▶ [Tasks for this exercise]
1/ Copy the passage of the Glorantha post between "There is no" and "to help out.", inclusive.
2/ According to the Glorantha post, which book has lots of strange names for Orlanth subcults?
3/ List every phrase that the Glorantha post places inside quotation marks.

GbajiTheDeceiver said:
So the only remaining option is to take the new Glorantha, and hope you can remove what you don't like without breaking anything.

There is no "New Glorantha". While Thunder Rebels has lots of strange names for Orlanth subcults, you can easily ignore them and say "Orlanth Adventurous the Scout" subcult rather than "Tatouth", if you want to include that. Or ignore it if Adventurous is good enough for your RQ game.

A glossary of Gloranthan terms (old and new) is under construction and will be available online, so you won't even have to buy everything to find out about strange names. In case of doubt, there are the mailing lists or contact web pages where you can ask. People will be happy to help out.
Peace! I'm only speaking from my own experience here. If it doesn't match other peoples, then I'm sorry.

Extracted records:
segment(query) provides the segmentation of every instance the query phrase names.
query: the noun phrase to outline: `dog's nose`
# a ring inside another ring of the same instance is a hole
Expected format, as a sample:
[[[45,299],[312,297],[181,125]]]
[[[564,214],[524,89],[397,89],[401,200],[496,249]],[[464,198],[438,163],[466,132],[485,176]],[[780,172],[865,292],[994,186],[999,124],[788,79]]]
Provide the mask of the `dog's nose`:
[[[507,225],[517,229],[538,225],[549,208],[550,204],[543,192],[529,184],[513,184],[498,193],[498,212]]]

▶ [Responses by task]
1/
There is no "New Glorantha". While Thunder Rebels has lots of strange names for Orlanth subcults, you can easily ignore them and say "Orlanth Adventurous the Scout" subcult rather than "Tatouth", if you want to include that. Or ignore it if Adventurous is good enough for your RQ game.

A glossary of Gloranthan terms (old and new) is under construction and will be available online, so you won't even have to buy everything to find out about strange names. In case of doubt, there are the mailing lists or contact web pages where you can ask. People will be happy to help out.

2/ Thunder Rebels

3/
- New Glorantha
- Orlanth Adventurous the Scout
- Tatouth